- [Provided records]
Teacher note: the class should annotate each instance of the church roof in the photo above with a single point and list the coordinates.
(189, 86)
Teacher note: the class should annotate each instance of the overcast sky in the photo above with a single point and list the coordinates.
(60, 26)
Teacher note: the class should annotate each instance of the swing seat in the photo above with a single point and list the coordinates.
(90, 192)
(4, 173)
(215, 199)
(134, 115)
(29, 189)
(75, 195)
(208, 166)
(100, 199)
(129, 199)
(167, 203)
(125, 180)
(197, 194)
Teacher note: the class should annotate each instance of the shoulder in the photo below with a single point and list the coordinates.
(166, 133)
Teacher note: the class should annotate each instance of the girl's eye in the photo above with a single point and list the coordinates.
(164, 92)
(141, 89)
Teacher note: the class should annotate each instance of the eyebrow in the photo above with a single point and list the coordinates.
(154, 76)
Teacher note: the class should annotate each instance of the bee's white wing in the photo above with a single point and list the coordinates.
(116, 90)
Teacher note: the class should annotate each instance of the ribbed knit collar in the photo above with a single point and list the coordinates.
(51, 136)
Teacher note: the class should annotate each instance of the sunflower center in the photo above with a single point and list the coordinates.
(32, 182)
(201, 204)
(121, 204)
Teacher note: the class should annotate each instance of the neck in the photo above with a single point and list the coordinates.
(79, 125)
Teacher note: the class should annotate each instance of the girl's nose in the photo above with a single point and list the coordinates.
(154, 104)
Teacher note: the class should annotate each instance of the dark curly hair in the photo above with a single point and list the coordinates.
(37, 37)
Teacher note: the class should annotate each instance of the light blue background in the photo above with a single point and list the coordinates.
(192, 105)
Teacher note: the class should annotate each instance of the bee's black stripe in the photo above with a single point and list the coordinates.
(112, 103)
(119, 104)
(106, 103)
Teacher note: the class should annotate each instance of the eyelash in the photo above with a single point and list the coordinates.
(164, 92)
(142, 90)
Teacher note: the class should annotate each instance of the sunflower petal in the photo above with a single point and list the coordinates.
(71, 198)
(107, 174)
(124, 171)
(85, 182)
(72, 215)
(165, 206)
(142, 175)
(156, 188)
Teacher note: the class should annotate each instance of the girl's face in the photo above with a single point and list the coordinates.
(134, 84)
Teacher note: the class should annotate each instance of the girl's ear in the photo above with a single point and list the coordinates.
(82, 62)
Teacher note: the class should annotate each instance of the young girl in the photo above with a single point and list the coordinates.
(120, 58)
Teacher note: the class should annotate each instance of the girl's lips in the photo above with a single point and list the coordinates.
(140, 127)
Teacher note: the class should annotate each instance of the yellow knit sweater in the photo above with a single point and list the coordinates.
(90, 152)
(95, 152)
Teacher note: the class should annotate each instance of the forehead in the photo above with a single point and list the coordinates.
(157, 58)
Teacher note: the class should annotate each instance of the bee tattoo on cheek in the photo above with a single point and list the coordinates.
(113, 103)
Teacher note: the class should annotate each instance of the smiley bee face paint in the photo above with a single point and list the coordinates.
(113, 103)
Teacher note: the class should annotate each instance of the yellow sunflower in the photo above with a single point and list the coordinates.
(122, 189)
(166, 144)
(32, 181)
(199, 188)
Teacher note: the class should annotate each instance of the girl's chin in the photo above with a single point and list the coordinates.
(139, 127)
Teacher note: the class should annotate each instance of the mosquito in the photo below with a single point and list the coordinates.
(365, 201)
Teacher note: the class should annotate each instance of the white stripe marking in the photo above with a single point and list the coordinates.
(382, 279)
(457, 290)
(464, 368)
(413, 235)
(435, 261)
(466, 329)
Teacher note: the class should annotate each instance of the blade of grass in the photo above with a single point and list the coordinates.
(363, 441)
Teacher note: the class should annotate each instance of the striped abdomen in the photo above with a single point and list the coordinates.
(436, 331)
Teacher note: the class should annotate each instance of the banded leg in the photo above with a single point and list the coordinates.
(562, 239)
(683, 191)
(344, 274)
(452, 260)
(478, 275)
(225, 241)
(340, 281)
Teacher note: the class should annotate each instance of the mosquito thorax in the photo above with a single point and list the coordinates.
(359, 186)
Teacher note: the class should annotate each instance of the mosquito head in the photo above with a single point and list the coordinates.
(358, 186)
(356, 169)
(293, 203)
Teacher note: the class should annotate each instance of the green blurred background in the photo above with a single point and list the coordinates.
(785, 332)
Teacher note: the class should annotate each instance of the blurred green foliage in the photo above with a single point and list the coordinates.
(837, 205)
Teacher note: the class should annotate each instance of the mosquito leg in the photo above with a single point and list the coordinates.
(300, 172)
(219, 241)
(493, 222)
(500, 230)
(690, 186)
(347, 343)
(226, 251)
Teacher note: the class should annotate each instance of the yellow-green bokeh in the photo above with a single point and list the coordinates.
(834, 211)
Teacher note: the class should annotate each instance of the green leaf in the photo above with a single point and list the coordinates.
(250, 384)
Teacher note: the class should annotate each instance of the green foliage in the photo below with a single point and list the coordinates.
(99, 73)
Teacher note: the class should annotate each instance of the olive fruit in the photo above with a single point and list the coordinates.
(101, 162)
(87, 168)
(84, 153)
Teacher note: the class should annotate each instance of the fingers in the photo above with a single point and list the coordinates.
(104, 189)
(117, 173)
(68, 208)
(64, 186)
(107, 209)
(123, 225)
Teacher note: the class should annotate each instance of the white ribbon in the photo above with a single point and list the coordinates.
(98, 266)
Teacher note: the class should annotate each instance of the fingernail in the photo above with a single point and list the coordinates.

- [Exercise aim] Write out every line of the material exactly as it appears.

- [Result of this exercise]
Teacher note: the class should annotate each instance of the church roof in the photo above with a single point and list the coordinates.
(189, 86)
Teacher note: the class should annotate each instance of the overcast sky in the photo above with a single point and list the coordinates.
(60, 26)
Teacher note: the class should annotate each instance of the swing seat in the photo above with a single point and list the coordinates.
(90, 192)
(4, 173)
(215, 199)
(134, 115)
(29, 189)
(75, 195)
(208, 166)
(100, 199)
(129, 199)
(167, 203)
(125, 180)
(197, 194)
Teacher note: the class should annotate each instance of the shoulder in the photo below with a single point and list the coordinates.
(166, 133)
Teacher note: the class should annotate each instance of the girl's eye in the photo above with a single point and list the coordinates.
(164, 92)
(141, 89)
Teacher note: the class should annotate each instance of the eyebrow in the photo above with a single point and list the coordinates.
(154, 76)
Teacher note: the class should annotate each instance of the bee's white wing in the photo above with a single point and list the coordinates.
(116, 90)
Teacher note: the class should annotate each instance of the ribbed knit collar in the photo above with a single point and list the coordinates.
(51, 136)
Teacher note: the class should annotate each instance of the sunflower center in the photo above with a single point and list the coordinates.
(32, 182)
(201, 204)
(121, 204)
Teacher note: the class should annotate each instance of the neck in the photo above with a single point and list the coordinates.
(79, 125)
Teacher note: the class should annotate each instance of the girl's nose in the photo above with a single point and list the coordinates.
(154, 104)
Teacher note: the class should annotate each instance of the dark curly hair in the photo above with a single point and list the coordinates.
(37, 37)
Teacher note: the class should annotate each instance of the light blue background in the photo above with a single point and list the coordinates.
(192, 105)
Teacher note: the class should annotate each instance of the bee's black stripe in the photo above with a single point and list the coordinates.
(112, 103)
(119, 104)
(106, 103)
Teacher note: the class should annotate each instance of the eyelash in the photo above with a single point and list the coordinates.
(164, 92)
(142, 90)
Teacher note: the class should annotate each instance of the sunflower petal in the photo above with a single point and list the coordinates.
(71, 198)
(107, 174)
(124, 171)
(85, 182)
(72, 215)
(165, 206)
(142, 175)
(156, 188)
Teacher note: the class should annotate each instance of the girl's face in the photo above with a single point and list the coordinates.
(134, 84)
Teacher note: the class should annotate each instance of the girl's ear in the photo above with a single point and list the coordinates.
(82, 62)
Teacher note: the class should annotate each instance of the young girl in the photo above with a single point and list the coordinates.
(120, 58)
Teacher note: the class should annotate each instance of the girl's lips in the photo above with a single point and list the coordinates.
(140, 127)
Teacher note: the class should annotate each instance of the yellow knit sweater in the photo above with a single point and list the coordinates.
(90, 152)
(95, 152)
Teacher note: the class should annotate each instance of the forehead in the photo above with a single point and list the coordinates.
(157, 58)
Teacher note: the class should annotate each instance of the bee tattoo on cheek in the photo above with a single point and list the coordinates.
(113, 103)
Teacher note: the class should annotate each instance of the smiley bee face paint in the photo above with a single point and list the coordinates.
(113, 103)
Teacher note: the class should annotate each instance of the yellow sunflower in the photo above with a single point and list the coordinates.
(122, 189)
(166, 144)
(32, 181)
(199, 188)
Teacher note: the class should annotate each instance of the girl's chin in the photo above with a single point and list the coordinates.
(139, 127)
Teacher note: the class should annotate each instance of the mosquito in the photo below with a single point and list the coordinates.
(365, 201)
Teacher note: the class should annotate each instance of the white stripe marking in the photo above with a single point and list the coordinates.
(382, 279)
(457, 290)
(464, 368)
(413, 235)
(435, 261)
(466, 329)
Teacher note: the class should annotate each instance of the blade of grass in the photo above with a single point and list the coordinates.
(363, 441)
Teacher note: the class should annotate each instance of the striped abdomen in the photo above with a single point and list the coordinates.
(436, 331)
Teacher note: the class should annotate each instance of the banded leg in the photo above with a single point and list the coordinates.
(562, 239)
(683, 191)
(344, 274)
(452, 260)
(478, 275)
(225, 241)
(340, 281)
Teacher note: the class should annotate each instance of the mosquito thorax in the photo above with a single point and list the coordinates.
(359, 186)
Teacher note: the class should annotate each instance of the mosquito head in the photo above with a single point and list the coordinates.
(358, 186)
(356, 169)
(293, 203)
Teacher note: the class should annotate each instance of the green blurred background in the photo above with a single point and list the coordinates.
(785, 332)
Teacher note: the class should annotate each instance of the blurred green foliage in the photo above with a single point and list the coordinates.
(837, 205)
Teacher note: the class should annotate each instance of the mosquito leg in the photo above with a single point and list the coordinates.
(300, 172)
(219, 241)
(493, 222)
(500, 230)
(690, 186)
(347, 343)
(226, 251)
Teacher note: the class should annotate each instance of the yellow-green bokeh in the photo above with a single point and list the coordinates.
(834, 211)
Teacher note: the class should annotate each instance of the green leaf in the photo above with a single point and list the coordinates.
(250, 384)
Teacher note: the class should annotate each instance of the green foliage in the photo below with a single point and list the coordinates.
(99, 73)
Teacher note: the class should annotate each instance of the olive fruit in the photo above with a single point and list the coordinates.
(101, 162)
(87, 168)
(84, 153)
Teacher note: the class should annotate each instance of the fingers in the photo above with a single point and list the coordinates.
(104, 189)
(117, 173)
(68, 208)
(64, 186)
(107, 209)
(123, 225)
Teacher note: the class should annotate each instance of the white ribbon in the photo above with a single point and list the coordinates.
(98, 266)
Teacher note: the class should annotate each instance of the fingernail in the photo above with a single point and list the coordinates.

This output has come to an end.